**Exercise objective:** Output every line of the entries below as a JSON list of strings, one string per line, with blank lines and the pictures left out.
====================
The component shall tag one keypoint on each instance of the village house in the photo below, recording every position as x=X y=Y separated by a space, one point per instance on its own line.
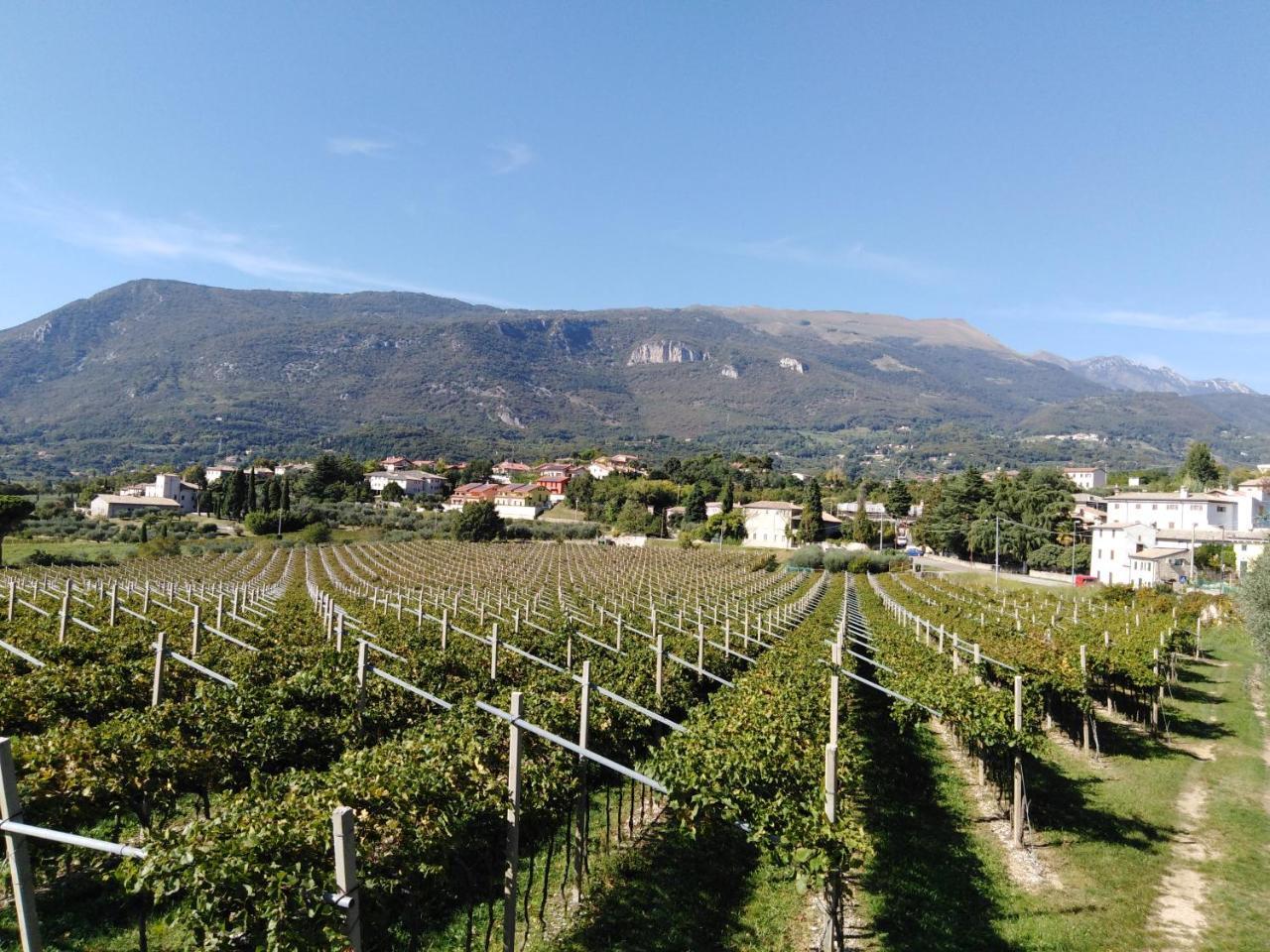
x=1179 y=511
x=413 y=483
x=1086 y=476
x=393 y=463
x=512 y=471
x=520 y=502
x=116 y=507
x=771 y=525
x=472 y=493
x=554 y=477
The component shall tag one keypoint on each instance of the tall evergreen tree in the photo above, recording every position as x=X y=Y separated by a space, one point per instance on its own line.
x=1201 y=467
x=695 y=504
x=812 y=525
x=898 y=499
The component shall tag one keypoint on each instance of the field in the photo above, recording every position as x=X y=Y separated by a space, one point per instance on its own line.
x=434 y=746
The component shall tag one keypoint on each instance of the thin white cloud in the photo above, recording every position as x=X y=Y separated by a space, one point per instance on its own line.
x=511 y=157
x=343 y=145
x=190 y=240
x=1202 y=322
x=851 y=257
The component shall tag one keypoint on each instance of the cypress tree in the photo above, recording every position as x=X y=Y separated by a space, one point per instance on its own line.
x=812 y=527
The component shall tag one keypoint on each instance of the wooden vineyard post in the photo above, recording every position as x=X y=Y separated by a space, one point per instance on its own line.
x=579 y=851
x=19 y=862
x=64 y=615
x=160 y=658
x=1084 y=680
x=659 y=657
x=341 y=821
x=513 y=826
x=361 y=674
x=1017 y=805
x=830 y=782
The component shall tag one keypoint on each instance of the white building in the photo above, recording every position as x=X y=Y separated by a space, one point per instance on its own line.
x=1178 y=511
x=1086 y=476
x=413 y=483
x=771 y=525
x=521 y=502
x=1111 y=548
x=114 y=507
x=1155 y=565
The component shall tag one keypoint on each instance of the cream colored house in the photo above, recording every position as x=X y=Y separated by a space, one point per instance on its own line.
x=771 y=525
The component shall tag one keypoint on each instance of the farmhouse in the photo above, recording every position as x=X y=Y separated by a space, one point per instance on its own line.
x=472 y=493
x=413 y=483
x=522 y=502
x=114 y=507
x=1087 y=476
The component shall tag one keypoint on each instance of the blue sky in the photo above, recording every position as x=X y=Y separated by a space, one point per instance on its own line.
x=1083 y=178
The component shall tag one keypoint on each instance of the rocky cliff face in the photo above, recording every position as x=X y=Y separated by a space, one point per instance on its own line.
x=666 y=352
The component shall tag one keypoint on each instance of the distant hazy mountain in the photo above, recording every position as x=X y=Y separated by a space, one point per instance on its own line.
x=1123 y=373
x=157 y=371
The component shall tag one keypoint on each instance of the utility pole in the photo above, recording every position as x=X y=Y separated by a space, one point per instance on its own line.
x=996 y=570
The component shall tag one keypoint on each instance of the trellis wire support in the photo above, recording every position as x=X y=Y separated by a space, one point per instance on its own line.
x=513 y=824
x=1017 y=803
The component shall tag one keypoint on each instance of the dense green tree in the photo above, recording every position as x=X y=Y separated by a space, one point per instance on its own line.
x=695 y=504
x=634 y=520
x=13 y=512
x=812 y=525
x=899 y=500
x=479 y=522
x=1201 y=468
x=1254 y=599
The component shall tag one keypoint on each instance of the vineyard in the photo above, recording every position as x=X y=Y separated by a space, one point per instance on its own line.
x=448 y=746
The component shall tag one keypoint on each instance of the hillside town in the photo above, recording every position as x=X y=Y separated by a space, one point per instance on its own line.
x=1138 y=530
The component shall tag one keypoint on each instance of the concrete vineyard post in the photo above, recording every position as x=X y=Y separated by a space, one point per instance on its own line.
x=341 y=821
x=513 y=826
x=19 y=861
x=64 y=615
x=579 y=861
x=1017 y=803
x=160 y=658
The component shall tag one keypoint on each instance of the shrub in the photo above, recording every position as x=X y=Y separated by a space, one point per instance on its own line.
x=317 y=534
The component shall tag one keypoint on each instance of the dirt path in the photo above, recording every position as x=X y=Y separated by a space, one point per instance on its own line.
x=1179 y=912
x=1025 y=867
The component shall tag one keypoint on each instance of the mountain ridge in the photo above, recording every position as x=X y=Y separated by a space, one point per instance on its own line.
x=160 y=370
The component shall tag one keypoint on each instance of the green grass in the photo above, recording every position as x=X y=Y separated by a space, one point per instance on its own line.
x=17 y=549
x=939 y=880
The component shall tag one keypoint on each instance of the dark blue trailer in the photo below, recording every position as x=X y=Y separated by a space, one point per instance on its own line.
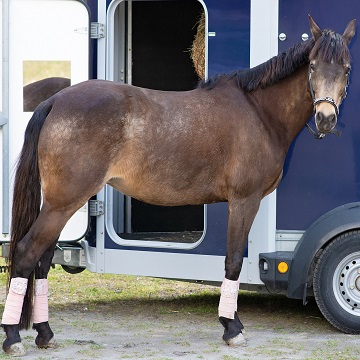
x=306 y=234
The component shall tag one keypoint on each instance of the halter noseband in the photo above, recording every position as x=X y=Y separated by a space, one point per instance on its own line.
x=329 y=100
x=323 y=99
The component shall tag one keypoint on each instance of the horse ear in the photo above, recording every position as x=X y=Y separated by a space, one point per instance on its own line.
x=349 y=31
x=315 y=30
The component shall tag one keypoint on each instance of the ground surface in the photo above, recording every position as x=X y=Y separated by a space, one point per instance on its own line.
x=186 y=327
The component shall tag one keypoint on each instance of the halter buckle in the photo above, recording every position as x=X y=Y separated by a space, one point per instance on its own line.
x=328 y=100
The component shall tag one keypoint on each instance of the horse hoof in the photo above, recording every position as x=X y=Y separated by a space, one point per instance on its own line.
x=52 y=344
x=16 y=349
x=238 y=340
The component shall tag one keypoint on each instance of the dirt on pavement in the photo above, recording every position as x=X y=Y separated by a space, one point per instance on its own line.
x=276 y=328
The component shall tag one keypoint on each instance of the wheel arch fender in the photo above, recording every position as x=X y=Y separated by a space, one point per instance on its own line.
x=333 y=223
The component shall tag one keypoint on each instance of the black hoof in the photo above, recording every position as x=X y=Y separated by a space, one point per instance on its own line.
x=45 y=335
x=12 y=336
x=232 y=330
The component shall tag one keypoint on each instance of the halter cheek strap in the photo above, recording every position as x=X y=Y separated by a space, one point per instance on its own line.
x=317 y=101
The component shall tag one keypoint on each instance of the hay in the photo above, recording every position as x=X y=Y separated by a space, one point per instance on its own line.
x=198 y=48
====================
**Solution for this task:**
[
  "The component shall tag one keypoint on each instance of the village house in the photo below, recording every position as x=X y=Y separated by a space, one point per instance on its own line.",
  "x=1179 y=511",
  "x=413 y=483",
  "x=1086 y=476",
  "x=393 y=463",
  "x=512 y=471",
  "x=520 y=502",
  "x=116 y=507",
  "x=771 y=525",
  "x=472 y=493",
  "x=554 y=477",
  "The component shall tag one keypoint on each instance of the tall evergreen tree in the photo above, recording every position as x=X y=Y separated by a space, one point per instance on its own line.",
  "x=1201 y=467",
  "x=695 y=504",
  "x=812 y=525",
  "x=898 y=499",
  "The component shall tag one keypoint on each instance of the field in the photo above, recording every position as x=X y=Y separated by a space, one point per instance on its own line.",
  "x=434 y=746",
  "The component shall tag one keypoint on each instance of the thin white cloud in the photo above, recording every position as x=X y=Y separated by a space, one point per instance on its own line.",
  "x=511 y=157",
  "x=343 y=145",
  "x=190 y=240",
  "x=1202 y=322",
  "x=851 y=257",
  "The component shall tag one keypoint on each instance of the cypress tree in the photo above, recording every position as x=X y=Y separated by a space, one point per instance on its own line.",
  "x=812 y=527",
  "The component shall tag one keypoint on each instance of the wooden vineyard post in the photo above, recording every position as x=X y=Y separated by a space, one point per instance on its own line.",
  "x=579 y=851",
  "x=19 y=862",
  "x=64 y=615",
  "x=160 y=658",
  "x=1084 y=680",
  "x=659 y=657",
  "x=341 y=821",
  "x=513 y=826",
  "x=361 y=674",
  "x=1017 y=805",
  "x=830 y=782",
  "The component shall tag one keypoint on each instance of the white building in the photo above, recording every position as x=X y=Y separated by a space, one point per instance on its own line.",
  "x=1178 y=511",
  "x=1086 y=476",
  "x=413 y=483",
  "x=771 y=525",
  "x=521 y=502",
  "x=1111 y=548",
  "x=114 y=507",
  "x=1155 y=565",
  "The component shall tag one keypoint on each instance of the cream colored house in the photo above, recording every position as x=X y=Y separated by a space, one point per instance on its own line.",
  "x=771 y=525",
  "The component shall tag one keypoint on each instance of the farmhouse in the photo above, recording every position as x=X y=Y separated by a space, one point per instance on its own line.",
  "x=472 y=493",
  "x=413 y=483",
  "x=522 y=502",
  "x=114 y=507",
  "x=1087 y=476",
  "The component shall tag one keypoint on each instance of the blue sky in the photo above, recording every position as x=X y=Y separated by a space, one point per instance on its own line.",
  "x=1083 y=178",
  "The component shall tag one keypoint on each instance of the rocky cliff face in the photo above, recording every position as x=X y=Y separated by a space, one point per instance on its own line.",
  "x=666 y=352",
  "The component shall tag one keypoint on each instance of the distant hazy mountain in the photo above, recording every position as x=X y=Y separated by a space, one point per instance on its own line.",
  "x=1123 y=373",
  "x=157 y=371",
  "The component shall tag one keypoint on each instance of the utility pole in the photo above, recording every position as x=X y=Y separated by a space, one point per instance on its own line.",
  "x=996 y=570",
  "The component shall tag one keypoint on each instance of the trellis wire support in the photo above, recording every position as x=X y=Y separated by a space, one point per instance on its own line.",
  "x=513 y=824",
  "x=1017 y=803",
  "The component shall tag one keypoint on each instance of the dense green tree in the photo above, recording every position as x=X y=Y separated by a space, one point per instance on its own line.",
  "x=695 y=504",
  "x=634 y=520",
  "x=13 y=512",
  "x=812 y=525",
  "x=899 y=500",
  "x=479 y=522",
  "x=1201 y=468",
  "x=1254 y=599",
  "The component shall tag one keypoint on each instance of the vineyard in the photo above, recording every position as x=X y=Y separated by a space, one point per instance on its own line.",
  "x=448 y=746",
  "The component shall tag one keypoint on each instance of the hillside town in the photo above, recording every position as x=X y=Y separated by a space, one point per instance on its own line.",
  "x=1138 y=530",
  "The component shall tag one keypoint on each instance of the concrete vineyard post in the photo above, recording every position as x=X y=Y separated by a space, one point per instance on its own line.",
  "x=341 y=821",
  "x=513 y=826",
  "x=19 y=861",
  "x=64 y=615",
  "x=579 y=861",
  "x=1017 y=803",
  "x=160 y=658",
  "The component shall tag one keypoint on each instance of the shrub in the photo above, recording every position as x=X y=Y separated by a space, one point per instance on its own line.",
  "x=317 y=534",
  "The component shall tag one keypoint on each instance of the dirt path in the photo above, recording every position as x=X y=Y separated by a space, one point per instance on its own line.",
  "x=1179 y=912",
  "x=1025 y=867",
  "The component shall tag one keypoint on each instance of the mountain ridge in the photo above, recording every position as x=X y=Y separated by a space, one point per instance on its own line.",
  "x=160 y=370",
  "The component shall tag one keypoint on each instance of the green grass in the photo above, recording every position as x=X y=Y separated by a space, one point per instance on its own line.",
  "x=17 y=549",
  "x=939 y=880",
  "The component shall tag one keypoint on each instance of the dark blue trailer in the photo below, recording every position as x=X y=Y separated by a space, one point per instance on its own line.",
  "x=306 y=234",
  "The component shall tag one keypoint on each instance of the halter noseband in the photo above, recording every position as x=X y=Y separated by a space, one point per instance on its own line.",
  "x=329 y=100",
  "x=323 y=99",
  "The component shall tag one keypoint on each instance of the horse ear in the photo above, recording every position as x=X y=Y separated by a space, one point per instance on its own line.",
  "x=349 y=31",
  "x=315 y=30",
  "The component shall tag one keypoint on each instance of the ground surface in the photo above, recording every position as x=X y=Y separated by a space, one point per instance on its own line.",
  "x=186 y=327",
  "The component shall tag one keypoint on each instance of the halter buckle in the photo above, recording every position as x=X y=Y separated by a space, one point per instance on its own line.",
  "x=328 y=100",
  "The component shall tag one keypoint on each instance of the horse hoof in the photo above, recording every position as x=X y=Y separated by a space, one point per instance on its own line.",
  "x=52 y=344",
  "x=16 y=349",
  "x=238 y=340",
  "The component shall tag one keypoint on each instance of the dirt on pavement in the photo above, recording every position as x=X y=Y separated by a space, one point per instance on its own line.",
  "x=276 y=328",
  "The component shall tag one keypoint on each instance of the wheel arch fender in the photo above, recording every position as x=X y=Y separated by a space, one point per instance on its own line.",
  "x=333 y=223",
  "The component shall tag one keypoint on each instance of the black hoof in the photo above, recording every position as x=X y=Y separated by a space, one point per instance on its own line.",
  "x=45 y=335",
  "x=12 y=336",
  "x=232 y=330",
  "The component shall tag one keypoint on each instance of the halter cheek strap in the photo above, recording every position as x=X y=Y separated by a space, one point per instance on its own line.",
  "x=317 y=101",
  "The component shall tag one keypoint on each instance of the hay in the photo above, recording every position as x=X y=Y separated by a space, one point per instance on its own line.",
  "x=198 y=48"
]